» EXERCISE REQUIREMENTS: Duplicate the lines that follow exactly, beginning at the line that contains "of the person" and continuing through the end of the records.

» RAW DATA:

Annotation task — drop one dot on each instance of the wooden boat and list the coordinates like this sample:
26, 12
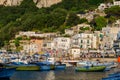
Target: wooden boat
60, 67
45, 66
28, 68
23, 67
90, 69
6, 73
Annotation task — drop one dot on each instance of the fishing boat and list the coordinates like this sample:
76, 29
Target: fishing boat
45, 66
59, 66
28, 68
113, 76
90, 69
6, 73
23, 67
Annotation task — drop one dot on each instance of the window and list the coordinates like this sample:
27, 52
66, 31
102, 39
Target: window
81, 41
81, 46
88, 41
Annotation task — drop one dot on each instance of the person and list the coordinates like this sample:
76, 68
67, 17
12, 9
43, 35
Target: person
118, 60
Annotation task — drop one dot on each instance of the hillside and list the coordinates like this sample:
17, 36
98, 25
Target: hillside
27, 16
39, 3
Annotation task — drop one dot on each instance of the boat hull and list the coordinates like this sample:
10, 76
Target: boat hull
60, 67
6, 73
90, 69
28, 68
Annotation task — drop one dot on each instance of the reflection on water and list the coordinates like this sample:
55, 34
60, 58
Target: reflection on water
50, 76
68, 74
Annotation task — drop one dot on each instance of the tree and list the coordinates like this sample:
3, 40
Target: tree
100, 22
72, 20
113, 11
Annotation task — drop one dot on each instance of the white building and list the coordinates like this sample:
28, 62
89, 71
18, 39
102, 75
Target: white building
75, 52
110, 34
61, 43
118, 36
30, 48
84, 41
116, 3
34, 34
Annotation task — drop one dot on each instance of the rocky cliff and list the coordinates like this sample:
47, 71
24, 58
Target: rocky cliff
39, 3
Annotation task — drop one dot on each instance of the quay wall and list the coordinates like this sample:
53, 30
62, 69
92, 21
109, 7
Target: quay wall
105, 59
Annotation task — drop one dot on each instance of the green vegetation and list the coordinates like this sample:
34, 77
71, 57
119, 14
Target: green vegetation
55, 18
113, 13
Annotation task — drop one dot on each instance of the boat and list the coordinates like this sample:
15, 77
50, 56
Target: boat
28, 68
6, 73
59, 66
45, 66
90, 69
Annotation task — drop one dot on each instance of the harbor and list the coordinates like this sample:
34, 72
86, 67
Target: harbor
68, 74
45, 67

» PROBLEM SOLUTION:
Annotation task — drop one dot on each instance of the person and list the coordinates like this sample:
76, 68
67, 17
12, 9
43, 35
Target: person
118, 60
Annotation task — drop one dot on each instance of the hillside and list the coordinates like this sample:
17, 36
98, 25
Target: hillside
27, 16
39, 3
Annotation task — drop one dot on each instance of the boat hull and list the coordinates like this sample:
10, 76
Target: boat hull
60, 67
6, 73
90, 69
28, 68
Annotation task — drop one dot on each instance of the reflection on water and list the coordinates like this sample:
55, 34
60, 58
Target: reflection on water
50, 76
68, 74
Annotation task — drop one dot on each instance of the tree and list the coordinates like this sample:
3, 40
Target: tree
100, 22
72, 20
113, 11
Annotation task — drop one dot on each instance of the white building and list the coordinates like this sample:
28, 62
89, 71
18, 39
102, 75
Target: white building
75, 52
110, 34
61, 43
118, 36
30, 48
84, 41
116, 3
34, 34
Annotation task — drop one dot on each instance of the rocky cliff and list the coordinates like this sample:
47, 71
24, 58
Target: rocky cliff
39, 3
Annotation task — drop one dot on each instance of the quay wall and list the coordinates like this sample:
53, 30
62, 69
92, 21
109, 7
Target: quay wall
105, 59
Annotation task — drop one dot on each instance of the green vegetation and list the coordinates like this sample:
34, 77
71, 57
119, 14
Target: green vegetation
55, 18
113, 13
Annotation task — drop one dot on each instance of the boat and list the coordinates like this sample:
15, 77
50, 56
Target: boat
28, 68
6, 73
59, 66
45, 66
90, 69
Annotation task — drop one dot on each instance of the harbor and list the coordinates like this sample:
34, 72
86, 67
Target: harbor
68, 74
45, 67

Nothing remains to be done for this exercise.